**REQUIRED TASK:** Can you lay out the lines of the material below, from the line containing "Target = paved path" through the last line, both ends included, as a numbered list that skips blank lines?

**MATERIAL SUPPLIED:**
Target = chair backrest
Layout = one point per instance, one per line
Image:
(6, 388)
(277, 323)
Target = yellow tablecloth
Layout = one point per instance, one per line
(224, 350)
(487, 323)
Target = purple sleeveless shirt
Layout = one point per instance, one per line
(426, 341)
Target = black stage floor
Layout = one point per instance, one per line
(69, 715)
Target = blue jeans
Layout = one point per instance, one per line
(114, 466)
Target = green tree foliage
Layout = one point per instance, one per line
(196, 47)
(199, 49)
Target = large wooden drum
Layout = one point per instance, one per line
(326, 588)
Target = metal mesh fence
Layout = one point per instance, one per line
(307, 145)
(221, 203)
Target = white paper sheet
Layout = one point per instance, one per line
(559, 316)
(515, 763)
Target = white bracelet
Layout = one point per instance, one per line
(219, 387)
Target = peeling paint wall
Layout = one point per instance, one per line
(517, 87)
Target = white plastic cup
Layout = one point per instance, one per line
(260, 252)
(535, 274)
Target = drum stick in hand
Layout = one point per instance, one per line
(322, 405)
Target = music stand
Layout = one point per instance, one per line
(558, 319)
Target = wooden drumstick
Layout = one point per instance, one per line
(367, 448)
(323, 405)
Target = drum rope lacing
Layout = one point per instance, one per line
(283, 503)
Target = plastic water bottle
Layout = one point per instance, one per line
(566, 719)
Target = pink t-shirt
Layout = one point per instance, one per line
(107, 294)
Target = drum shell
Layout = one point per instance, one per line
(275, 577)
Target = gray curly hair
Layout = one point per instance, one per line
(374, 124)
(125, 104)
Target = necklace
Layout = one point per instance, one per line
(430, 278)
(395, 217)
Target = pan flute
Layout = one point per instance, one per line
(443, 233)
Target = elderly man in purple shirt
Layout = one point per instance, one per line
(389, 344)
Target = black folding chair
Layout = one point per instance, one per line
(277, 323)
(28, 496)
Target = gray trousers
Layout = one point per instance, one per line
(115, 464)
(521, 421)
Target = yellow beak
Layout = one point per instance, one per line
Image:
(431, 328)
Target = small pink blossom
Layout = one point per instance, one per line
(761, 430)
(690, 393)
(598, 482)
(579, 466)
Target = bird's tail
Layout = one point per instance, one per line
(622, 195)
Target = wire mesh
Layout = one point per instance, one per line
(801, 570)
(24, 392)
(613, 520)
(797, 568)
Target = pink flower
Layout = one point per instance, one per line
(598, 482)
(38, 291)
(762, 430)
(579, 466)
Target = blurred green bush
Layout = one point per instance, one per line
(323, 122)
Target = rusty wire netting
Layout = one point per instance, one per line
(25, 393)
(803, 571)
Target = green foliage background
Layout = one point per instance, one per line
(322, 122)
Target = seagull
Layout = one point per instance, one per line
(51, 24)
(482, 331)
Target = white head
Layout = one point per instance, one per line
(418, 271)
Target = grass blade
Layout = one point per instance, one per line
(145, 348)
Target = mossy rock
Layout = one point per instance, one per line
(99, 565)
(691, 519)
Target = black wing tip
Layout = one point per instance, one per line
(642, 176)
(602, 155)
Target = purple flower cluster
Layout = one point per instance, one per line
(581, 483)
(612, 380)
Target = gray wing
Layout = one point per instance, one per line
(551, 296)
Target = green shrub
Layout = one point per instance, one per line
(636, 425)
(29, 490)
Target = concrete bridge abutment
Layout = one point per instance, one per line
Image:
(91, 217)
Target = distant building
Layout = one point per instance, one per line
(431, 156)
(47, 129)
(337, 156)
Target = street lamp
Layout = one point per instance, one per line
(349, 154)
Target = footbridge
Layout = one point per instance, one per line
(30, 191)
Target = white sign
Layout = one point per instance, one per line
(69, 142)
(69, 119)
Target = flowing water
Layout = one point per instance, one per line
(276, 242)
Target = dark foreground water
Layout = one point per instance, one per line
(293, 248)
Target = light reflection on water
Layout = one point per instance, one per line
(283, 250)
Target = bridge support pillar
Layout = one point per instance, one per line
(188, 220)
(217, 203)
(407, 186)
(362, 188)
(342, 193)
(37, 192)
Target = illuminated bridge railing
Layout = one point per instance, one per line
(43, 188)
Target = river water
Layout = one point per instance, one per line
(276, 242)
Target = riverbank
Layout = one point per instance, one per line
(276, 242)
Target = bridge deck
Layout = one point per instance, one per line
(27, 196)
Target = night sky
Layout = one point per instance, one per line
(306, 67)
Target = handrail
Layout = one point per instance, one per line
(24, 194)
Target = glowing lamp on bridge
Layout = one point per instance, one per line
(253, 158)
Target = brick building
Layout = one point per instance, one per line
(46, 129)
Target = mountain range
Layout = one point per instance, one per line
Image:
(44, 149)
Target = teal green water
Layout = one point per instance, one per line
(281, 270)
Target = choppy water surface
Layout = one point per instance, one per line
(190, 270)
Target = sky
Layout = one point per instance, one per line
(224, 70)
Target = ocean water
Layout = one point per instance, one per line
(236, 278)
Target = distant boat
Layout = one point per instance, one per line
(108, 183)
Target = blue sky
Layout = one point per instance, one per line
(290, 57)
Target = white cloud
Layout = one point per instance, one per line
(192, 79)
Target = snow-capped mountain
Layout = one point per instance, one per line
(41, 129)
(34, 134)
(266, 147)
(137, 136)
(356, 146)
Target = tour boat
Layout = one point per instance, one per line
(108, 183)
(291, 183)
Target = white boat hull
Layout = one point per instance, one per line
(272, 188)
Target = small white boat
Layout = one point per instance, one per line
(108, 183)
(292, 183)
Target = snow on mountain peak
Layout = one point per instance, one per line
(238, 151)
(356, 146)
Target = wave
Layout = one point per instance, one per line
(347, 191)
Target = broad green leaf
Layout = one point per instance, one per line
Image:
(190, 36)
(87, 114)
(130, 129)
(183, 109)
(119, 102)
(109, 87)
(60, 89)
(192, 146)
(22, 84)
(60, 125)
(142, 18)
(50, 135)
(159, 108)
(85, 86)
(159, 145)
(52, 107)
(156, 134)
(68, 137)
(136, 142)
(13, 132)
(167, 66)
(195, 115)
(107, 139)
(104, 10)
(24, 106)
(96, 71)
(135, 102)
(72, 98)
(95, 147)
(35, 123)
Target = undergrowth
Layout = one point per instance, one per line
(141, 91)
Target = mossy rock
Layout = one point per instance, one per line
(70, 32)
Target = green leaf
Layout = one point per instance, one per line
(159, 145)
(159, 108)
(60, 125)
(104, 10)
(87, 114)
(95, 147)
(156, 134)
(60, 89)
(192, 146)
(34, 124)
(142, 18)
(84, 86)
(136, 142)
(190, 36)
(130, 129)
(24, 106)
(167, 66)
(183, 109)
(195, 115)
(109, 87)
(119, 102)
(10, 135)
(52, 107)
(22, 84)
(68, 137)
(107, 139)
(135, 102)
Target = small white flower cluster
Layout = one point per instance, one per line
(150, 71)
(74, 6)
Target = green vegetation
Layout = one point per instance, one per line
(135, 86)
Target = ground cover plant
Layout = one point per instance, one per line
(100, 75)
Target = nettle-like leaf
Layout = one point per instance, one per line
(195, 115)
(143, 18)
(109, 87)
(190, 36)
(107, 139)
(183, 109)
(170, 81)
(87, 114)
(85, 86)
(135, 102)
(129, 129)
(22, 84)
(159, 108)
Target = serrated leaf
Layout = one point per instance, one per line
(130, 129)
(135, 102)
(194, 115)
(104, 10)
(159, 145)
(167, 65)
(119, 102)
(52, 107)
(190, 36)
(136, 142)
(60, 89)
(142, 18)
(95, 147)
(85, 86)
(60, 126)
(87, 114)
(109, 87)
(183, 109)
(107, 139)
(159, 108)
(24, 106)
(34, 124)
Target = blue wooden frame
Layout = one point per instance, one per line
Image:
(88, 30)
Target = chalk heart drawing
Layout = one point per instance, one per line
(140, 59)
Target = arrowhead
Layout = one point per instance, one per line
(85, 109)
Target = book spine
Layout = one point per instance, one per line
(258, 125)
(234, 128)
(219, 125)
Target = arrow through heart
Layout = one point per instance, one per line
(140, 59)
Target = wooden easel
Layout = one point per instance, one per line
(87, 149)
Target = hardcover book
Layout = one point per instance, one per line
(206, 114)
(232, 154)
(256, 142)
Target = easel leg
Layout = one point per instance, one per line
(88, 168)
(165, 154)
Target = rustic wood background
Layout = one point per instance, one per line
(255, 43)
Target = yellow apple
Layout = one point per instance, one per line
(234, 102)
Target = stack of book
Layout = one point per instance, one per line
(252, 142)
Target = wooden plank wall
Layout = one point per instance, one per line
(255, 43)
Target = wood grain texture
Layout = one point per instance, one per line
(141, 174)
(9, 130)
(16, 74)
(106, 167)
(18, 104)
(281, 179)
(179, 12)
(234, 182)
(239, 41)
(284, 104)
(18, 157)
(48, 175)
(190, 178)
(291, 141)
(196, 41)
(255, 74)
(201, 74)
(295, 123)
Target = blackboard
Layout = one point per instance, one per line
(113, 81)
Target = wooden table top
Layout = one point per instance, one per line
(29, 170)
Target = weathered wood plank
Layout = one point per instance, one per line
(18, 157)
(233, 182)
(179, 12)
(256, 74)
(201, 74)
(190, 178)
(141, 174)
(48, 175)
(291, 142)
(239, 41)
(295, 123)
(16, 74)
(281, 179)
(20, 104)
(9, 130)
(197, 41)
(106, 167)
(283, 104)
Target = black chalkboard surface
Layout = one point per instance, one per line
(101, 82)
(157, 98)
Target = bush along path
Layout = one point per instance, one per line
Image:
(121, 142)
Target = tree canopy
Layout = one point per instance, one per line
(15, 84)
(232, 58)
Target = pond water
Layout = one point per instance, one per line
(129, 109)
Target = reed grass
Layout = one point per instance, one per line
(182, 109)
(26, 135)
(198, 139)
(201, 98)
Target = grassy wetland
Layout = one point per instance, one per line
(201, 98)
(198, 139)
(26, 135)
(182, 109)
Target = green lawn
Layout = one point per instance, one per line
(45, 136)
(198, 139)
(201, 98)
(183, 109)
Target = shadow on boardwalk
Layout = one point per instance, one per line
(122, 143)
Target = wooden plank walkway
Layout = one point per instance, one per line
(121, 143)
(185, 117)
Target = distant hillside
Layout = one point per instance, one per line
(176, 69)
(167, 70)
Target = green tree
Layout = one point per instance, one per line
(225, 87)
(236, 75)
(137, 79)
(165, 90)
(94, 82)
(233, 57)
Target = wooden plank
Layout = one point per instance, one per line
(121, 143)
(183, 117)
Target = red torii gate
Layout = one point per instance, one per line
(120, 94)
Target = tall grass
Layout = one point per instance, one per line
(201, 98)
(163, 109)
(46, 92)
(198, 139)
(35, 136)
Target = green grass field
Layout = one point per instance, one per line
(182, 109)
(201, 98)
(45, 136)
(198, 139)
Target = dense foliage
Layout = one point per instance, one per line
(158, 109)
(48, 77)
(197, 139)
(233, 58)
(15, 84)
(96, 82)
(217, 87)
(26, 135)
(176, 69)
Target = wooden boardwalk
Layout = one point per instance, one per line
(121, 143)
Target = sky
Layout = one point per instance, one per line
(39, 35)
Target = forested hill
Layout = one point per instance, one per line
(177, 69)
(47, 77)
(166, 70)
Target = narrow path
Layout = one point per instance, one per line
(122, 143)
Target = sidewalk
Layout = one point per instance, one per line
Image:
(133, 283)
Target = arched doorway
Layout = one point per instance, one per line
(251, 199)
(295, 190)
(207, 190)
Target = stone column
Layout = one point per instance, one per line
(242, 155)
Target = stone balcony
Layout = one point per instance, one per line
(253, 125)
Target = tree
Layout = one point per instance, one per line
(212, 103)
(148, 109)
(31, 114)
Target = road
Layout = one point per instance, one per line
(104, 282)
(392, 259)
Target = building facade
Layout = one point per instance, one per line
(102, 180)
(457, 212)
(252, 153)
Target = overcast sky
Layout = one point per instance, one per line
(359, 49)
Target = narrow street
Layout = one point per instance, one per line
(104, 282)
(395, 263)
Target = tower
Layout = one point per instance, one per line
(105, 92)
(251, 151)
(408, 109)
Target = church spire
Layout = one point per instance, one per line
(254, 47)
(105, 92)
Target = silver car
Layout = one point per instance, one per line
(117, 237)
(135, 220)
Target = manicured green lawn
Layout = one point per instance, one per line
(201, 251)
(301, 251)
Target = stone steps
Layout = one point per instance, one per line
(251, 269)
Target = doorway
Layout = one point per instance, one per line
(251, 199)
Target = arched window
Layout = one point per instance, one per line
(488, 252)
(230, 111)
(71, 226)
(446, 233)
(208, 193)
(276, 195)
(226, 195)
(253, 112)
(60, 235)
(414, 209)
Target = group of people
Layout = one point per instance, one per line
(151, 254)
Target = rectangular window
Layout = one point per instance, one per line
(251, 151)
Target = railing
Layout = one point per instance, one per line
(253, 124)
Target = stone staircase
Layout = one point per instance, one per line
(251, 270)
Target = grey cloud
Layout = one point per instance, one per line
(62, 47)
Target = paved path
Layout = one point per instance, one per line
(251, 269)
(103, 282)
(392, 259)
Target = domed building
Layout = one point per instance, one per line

**EXERCISE SOLUTION:**
1. Target = paved path
2. Layout = one point per instance, one per line
3. (251, 269)
4. (103, 282)
5. (392, 259)
6. Target = domed building
7. Layout = one point per instance, one per line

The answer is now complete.